▶ **Parts of the exercise**:
a. In the review of Chimera, restate the paragraph beginning "A chimera, in Greek mythology" as a short list that keeps its main facts.
b. Copy the Chimera review from "Reviewed by Heather" up to and including "bone marrow transplant.", renaming "Greek mythology" as "Greek legend".

▶ **Given text**:
*** Begin section ***

A review of Chimera by Brad Buchanan

Reviewed by Heather Campbell

Chimera
by Brad Buchanan
Finishing Line Press
November 2022, paperback, 87 Pages, $19.99USD, ISBN 979-8-88838-039-0

A chimera, in Greek mythology, is a creature with a lion’s head, a goat’s body, and a serpent’s tail. More commonly, we use the term to mean an illusion, a deception, or something impossible to attain. In medicine, a chimera is a single organism which contains two different sets of DNA. I won’t pretend to have mastered the scientific basis of this, but it can occur when two embryos merge, or by transplantation, such as a bone marrow transplant.

Brad Buchanan’s collection Chimera gives us a story of the latter, while drawing deeply on both other meanings of the word – particularly the monster. Buchanan underwent a stem cell transplant to combat T-cell lymphoma; during treatment he experienced an acute graft-vs-host reaction and was then diagnosed with B-cell lymphoma brought on by Epstein-Barr virus. Chimera takes us through an account of multiple procedures and setbacks, presented alternately as invasions, imprisonments, and more bluntly, as betrayal by bodily function. His tone is uncomfortably straightforward, as though he is candidly refusing the reader’s sympathy even as he lays out the visceral details:

I have taken up residence 
in a deep discomfort zone 
just human enough
to make people squirm 
(‘The Uncanny Valley’)

The image of invasion is strong throughout, be it via cancer cells or the graft-vs-host response, with commando raids, a roman battalion, ‘drones and cyber-terror’ all making appearances in these poems. To this invasion he is a prisoner, with small moments of reprieve:

the pills and liquids that held me hostage
let me out for a breath of fresh air
and even took off the blindfold for
a few blurry photogenic moments
later to be used in yet more ransom notes 
(“The Day I Took No Pain Medication”)

*** End section ***

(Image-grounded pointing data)
*** Begin section ***

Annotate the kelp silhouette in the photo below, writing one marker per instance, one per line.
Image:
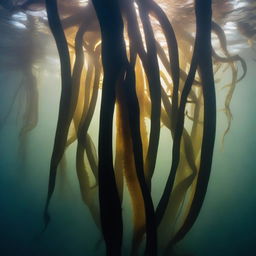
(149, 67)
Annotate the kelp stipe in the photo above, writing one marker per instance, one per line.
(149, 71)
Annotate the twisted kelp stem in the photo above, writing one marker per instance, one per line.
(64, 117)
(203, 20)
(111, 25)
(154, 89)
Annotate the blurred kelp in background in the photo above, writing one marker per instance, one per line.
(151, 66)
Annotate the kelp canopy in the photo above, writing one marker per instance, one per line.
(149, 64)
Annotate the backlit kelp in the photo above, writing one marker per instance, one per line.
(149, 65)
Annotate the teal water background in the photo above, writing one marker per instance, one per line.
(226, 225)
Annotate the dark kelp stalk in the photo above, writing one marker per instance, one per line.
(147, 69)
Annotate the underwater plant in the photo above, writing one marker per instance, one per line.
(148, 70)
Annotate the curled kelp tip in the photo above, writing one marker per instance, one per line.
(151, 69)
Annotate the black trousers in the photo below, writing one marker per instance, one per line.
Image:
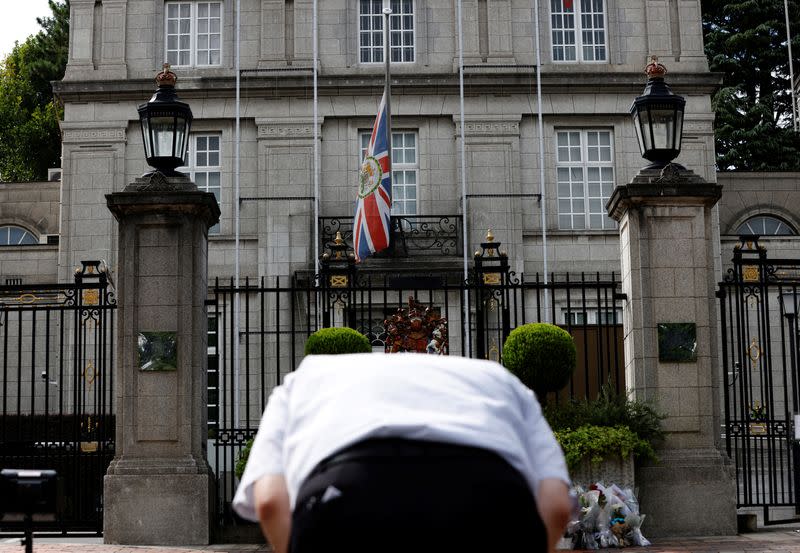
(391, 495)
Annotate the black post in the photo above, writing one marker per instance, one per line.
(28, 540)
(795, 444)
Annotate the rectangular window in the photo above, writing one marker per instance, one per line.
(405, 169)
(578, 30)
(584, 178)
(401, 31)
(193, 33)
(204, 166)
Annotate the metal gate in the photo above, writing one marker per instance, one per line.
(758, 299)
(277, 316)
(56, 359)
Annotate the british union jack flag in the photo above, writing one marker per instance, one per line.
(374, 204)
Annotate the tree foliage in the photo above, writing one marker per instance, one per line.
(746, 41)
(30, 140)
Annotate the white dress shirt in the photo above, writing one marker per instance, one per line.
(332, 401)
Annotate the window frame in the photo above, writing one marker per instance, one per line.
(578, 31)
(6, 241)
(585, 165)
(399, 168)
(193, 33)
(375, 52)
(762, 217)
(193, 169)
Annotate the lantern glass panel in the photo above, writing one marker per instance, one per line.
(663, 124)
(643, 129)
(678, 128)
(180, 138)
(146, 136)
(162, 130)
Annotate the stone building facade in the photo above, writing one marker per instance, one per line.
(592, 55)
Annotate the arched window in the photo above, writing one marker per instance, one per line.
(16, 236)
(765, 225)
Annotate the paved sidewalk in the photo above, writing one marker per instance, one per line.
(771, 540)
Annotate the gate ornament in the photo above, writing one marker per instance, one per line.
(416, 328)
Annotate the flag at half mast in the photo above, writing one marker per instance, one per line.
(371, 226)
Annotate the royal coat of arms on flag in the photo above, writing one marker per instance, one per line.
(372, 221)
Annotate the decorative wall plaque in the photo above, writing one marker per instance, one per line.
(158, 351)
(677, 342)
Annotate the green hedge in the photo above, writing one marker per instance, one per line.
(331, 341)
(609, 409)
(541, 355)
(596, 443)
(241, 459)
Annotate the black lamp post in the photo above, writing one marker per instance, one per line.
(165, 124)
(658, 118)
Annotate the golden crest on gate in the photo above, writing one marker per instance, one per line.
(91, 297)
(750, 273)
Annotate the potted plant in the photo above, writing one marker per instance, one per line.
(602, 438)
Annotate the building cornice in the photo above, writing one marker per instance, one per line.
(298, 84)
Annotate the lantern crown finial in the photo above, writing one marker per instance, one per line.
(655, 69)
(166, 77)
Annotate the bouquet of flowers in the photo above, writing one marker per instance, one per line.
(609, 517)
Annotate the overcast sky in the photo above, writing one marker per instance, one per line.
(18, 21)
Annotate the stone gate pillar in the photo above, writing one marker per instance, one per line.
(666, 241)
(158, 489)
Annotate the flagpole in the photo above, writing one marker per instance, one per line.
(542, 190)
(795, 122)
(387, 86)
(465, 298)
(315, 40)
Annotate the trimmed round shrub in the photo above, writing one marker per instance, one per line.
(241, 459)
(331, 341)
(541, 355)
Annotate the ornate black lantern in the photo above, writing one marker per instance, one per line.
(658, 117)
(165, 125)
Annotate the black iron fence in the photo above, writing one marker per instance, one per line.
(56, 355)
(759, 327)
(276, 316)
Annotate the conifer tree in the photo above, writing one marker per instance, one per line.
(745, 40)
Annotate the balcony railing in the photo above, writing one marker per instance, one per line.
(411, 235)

*** End section ***

▶ **Answers to the exercise**:
a.
- In Greek mythology, a chimera has a lion's head, a goat's body and a serpent's tail.
- More commonly, the word means an illusion, a deception, or something impossible to attain.
- In medicine, a chimera is a single organism containing two different sets of DNA. This can occur when two embryos merge, or through transplantation such as a bone marrow transplant.

b.
Reviewed by Heather Campbell

Chimera
by Brad Buchanan
Finishing Line Press
November 2022, paperback, 87 Pages, $19.99USD, ISBN 979-8-88838-039-0

A chimera, in Greek legend, is a creature with a lion’s head, a goat’s body, and a serpent’s tail. More commonly, we use the term to mean an illusion, a deception, or something impossible to attain. In medicine, a chimera is a single organism which contains two different sets of DNA. I won’t pretend to have mastered the scientific basis of this, but it can occur when two embryos merge, or by transplantation, such as a bone marrow transplant.